_EXERCISE PROMPT_
Rewrite every line of the listing below with "drill" changed to "exercise" and nothing else altered, leaving the pictures out.

_DATA FOR THIS TASK_

....................

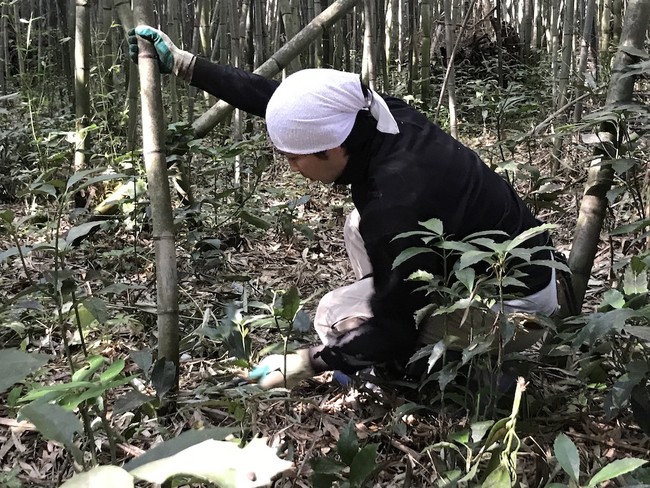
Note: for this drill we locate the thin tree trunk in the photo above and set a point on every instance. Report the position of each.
(617, 21)
(4, 50)
(605, 32)
(451, 76)
(368, 72)
(173, 33)
(81, 88)
(123, 9)
(279, 60)
(318, 45)
(600, 176)
(20, 47)
(499, 31)
(153, 150)
(584, 56)
(107, 47)
(425, 50)
(565, 74)
(291, 22)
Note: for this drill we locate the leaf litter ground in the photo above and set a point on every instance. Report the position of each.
(307, 422)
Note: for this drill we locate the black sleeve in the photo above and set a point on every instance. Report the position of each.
(391, 333)
(241, 89)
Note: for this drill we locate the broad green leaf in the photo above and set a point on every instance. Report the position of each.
(639, 331)
(499, 478)
(413, 233)
(323, 480)
(325, 465)
(94, 363)
(363, 465)
(420, 275)
(479, 429)
(613, 298)
(616, 468)
(467, 277)
(163, 376)
(101, 477)
(456, 246)
(52, 421)
(81, 230)
(16, 365)
(619, 394)
(472, 257)
(409, 253)
(635, 283)
(14, 251)
(489, 243)
(635, 52)
(177, 444)
(254, 220)
(112, 371)
(302, 322)
(7, 216)
(62, 388)
(144, 359)
(479, 345)
(220, 462)
(97, 307)
(527, 234)
(447, 375)
(80, 175)
(290, 304)
(348, 444)
(131, 401)
(434, 225)
(567, 456)
(100, 178)
(629, 228)
(436, 353)
(73, 401)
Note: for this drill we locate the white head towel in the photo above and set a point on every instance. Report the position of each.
(314, 110)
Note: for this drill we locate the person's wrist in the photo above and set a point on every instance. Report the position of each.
(184, 64)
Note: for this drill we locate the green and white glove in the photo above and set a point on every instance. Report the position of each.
(170, 58)
(270, 373)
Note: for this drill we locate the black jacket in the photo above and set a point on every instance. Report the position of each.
(397, 180)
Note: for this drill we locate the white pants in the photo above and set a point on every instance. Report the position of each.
(346, 307)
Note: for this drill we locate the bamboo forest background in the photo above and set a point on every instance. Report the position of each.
(153, 247)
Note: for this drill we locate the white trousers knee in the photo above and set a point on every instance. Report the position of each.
(345, 308)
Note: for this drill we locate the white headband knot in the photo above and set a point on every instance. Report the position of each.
(314, 110)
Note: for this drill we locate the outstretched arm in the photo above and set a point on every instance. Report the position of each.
(241, 89)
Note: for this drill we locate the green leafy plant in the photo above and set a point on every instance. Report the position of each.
(467, 296)
(352, 466)
(568, 459)
(50, 408)
(198, 454)
(495, 441)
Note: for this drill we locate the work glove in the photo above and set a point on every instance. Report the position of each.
(270, 373)
(170, 58)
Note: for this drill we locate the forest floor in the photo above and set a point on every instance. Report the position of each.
(306, 422)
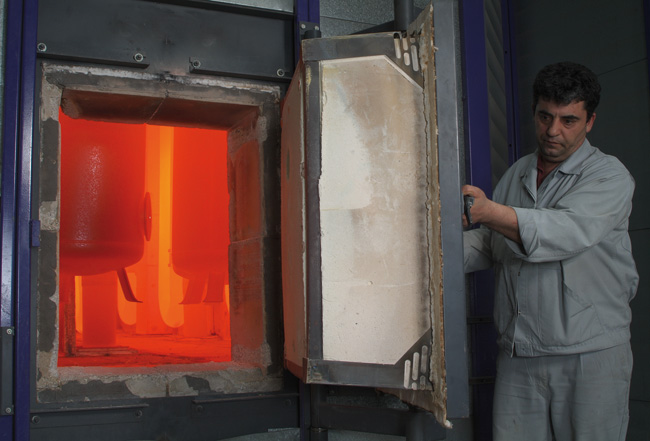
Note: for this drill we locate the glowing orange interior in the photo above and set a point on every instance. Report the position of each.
(179, 276)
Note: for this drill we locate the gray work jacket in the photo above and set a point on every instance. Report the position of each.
(567, 288)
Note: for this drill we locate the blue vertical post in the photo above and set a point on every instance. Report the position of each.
(479, 174)
(20, 63)
(306, 11)
(477, 129)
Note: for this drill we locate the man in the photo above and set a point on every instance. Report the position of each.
(556, 235)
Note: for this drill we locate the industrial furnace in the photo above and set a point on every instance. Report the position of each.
(206, 250)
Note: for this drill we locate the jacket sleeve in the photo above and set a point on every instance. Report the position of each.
(597, 203)
(477, 249)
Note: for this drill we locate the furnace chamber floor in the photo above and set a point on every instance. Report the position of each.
(150, 350)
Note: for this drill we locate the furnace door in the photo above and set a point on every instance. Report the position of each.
(362, 216)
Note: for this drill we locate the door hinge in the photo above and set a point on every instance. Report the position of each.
(7, 335)
(35, 233)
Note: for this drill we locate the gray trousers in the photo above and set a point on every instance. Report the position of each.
(581, 397)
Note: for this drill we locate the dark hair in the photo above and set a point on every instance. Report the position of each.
(566, 83)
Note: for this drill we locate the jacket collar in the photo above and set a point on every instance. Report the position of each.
(571, 166)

....................

_EXPECTED ANSWER_
Note: for this exercise we locate the thin tree trunk in the photo above and set a point on every instance. Report the position of each.
(617, 21)
(4, 50)
(605, 32)
(451, 76)
(368, 72)
(173, 33)
(81, 88)
(123, 9)
(279, 60)
(318, 45)
(600, 176)
(20, 47)
(499, 31)
(153, 150)
(584, 56)
(107, 47)
(425, 50)
(565, 74)
(291, 22)
Note: for this exercise we locate the leaf litter ground in the photo above and set a point on every instance. Report the position of each.
(307, 422)
Note: for this exercise we locate the black sleeve in the photo above and set a point on every instance. Report the position of each.
(391, 333)
(241, 89)
Note: for this exercise we locate the broad green leaf in the photo above and set a point on every instance. Report the position of each.
(639, 331)
(499, 478)
(413, 233)
(323, 480)
(325, 465)
(94, 363)
(363, 465)
(420, 275)
(479, 429)
(613, 298)
(616, 468)
(467, 277)
(163, 376)
(101, 477)
(456, 246)
(52, 421)
(81, 230)
(16, 365)
(619, 394)
(472, 257)
(409, 253)
(635, 283)
(14, 251)
(489, 243)
(635, 52)
(177, 444)
(254, 220)
(112, 371)
(302, 322)
(7, 216)
(62, 388)
(144, 359)
(479, 345)
(220, 462)
(97, 307)
(527, 234)
(447, 375)
(80, 175)
(290, 304)
(348, 444)
(131, 401)
(434, 225)
(567, 456)
(100, 178)
(629, 228)
(436, 353)
(73, 401)
Note: for this exercise we locate the white head towel in the photo above and set a point on every instance. Report the position of each.
(314, 110)
Note: for this exercise we locate the person's wrist in the photo above and set a point on every instance. Report the position of each.
(184, 64)
Note: for this exercise we locate the green and white glove in the photo above and set a point on every instance. Report the position of each.
(170, 58)
(270, 373)
Note: for this exercise we locate the black jacket in the photo above and set a point on every instance. Report the position of each.
(397, 180)
Note: for this exercise we locate the white pants in the photo above and set a point on every instance. Report the position of each.
(346, 307)
Note: for this exercise we locate the bamboo forest background in the photo above and set a point on every instance. Report the position of each.
(153, 247)
Note: for this exercise we locate the white trousers knee in the photo above and set a point on every instance. Report the position of each.
(345, 308)
Note: for this exercise we locate the white headband knot in the photo above and set a point on every instance. Report the position of each.
(314, 110)
Note: for this exercise we locate the outstretched arm in the photo above and set a point on every instance. Report the position of each.
(241, 89)
Note: for this exercise we locate the green leafy plant in the photo above and set a point on every instance. Report the position of each.
(467, 296)
(352, 466)
(568, 459)
(50, 408)
(198, 454)
(495, 441)
Note: for this exercise we locate the work glove in the photo above and set a point on every instance. Report the position of each.
(270, 373)
(170, 58)
Note: for this exercise we locate the forest floor in the photo above and set a point on every instance. Report the position of each.
(306, 422)
Note: for this exercise we locate the glowing orange interior in the photo above and set a point on every instance. Report the position of each.
(179, 276)
Note: for this exercise we locate the gray work jacket in the photo above and set a point on every instance. Report the position of each.
(567, 288)
Note: for this exercise we locate the blue vertical post in the photo above and set a point on every instance. Report the position of each.
(479, 174)
(20, 63)
(306, 11)
(477, 129)
Note: for this exercise we locate the man in the photo above and set a point on every instance. Report the position of each.
(556, 235)
Note: for this exercise we locate the industrial furnace in the photo above and set a point on every instance. Report the position of each.
(206, 250)
Note: for this exercise we locate the jacket sleeve in the photo above and set a point on every instance. Report the position of each.
(597, 203)
(477, 249)
Note: for this exercise we locate the furnace chamber floor in the photo above and set a point on every instance. Report the position of each.
(150, 350)
Note: for this exercise we locate the furnace door in the photo above and set a point on every instance. Report the position of each.
(362, 216)
Note: for this exercise we locate the door hinge in the photo above and set a point on every instance. Report the position of each.
(7, 335)
(35, 233)
Note: for this exercise we locate the gray trousers in the photo above and set a point on every instance. Report the position of each.
(581, 397)
Note: for this exercise we locate the dark hair in the photo above and set a point on every instance. Report the position of each.
(566, 83)
Note: for this exercise we locate the jacket collar in the photo above and set a point on every instance. Report the position of each.
(571, 166)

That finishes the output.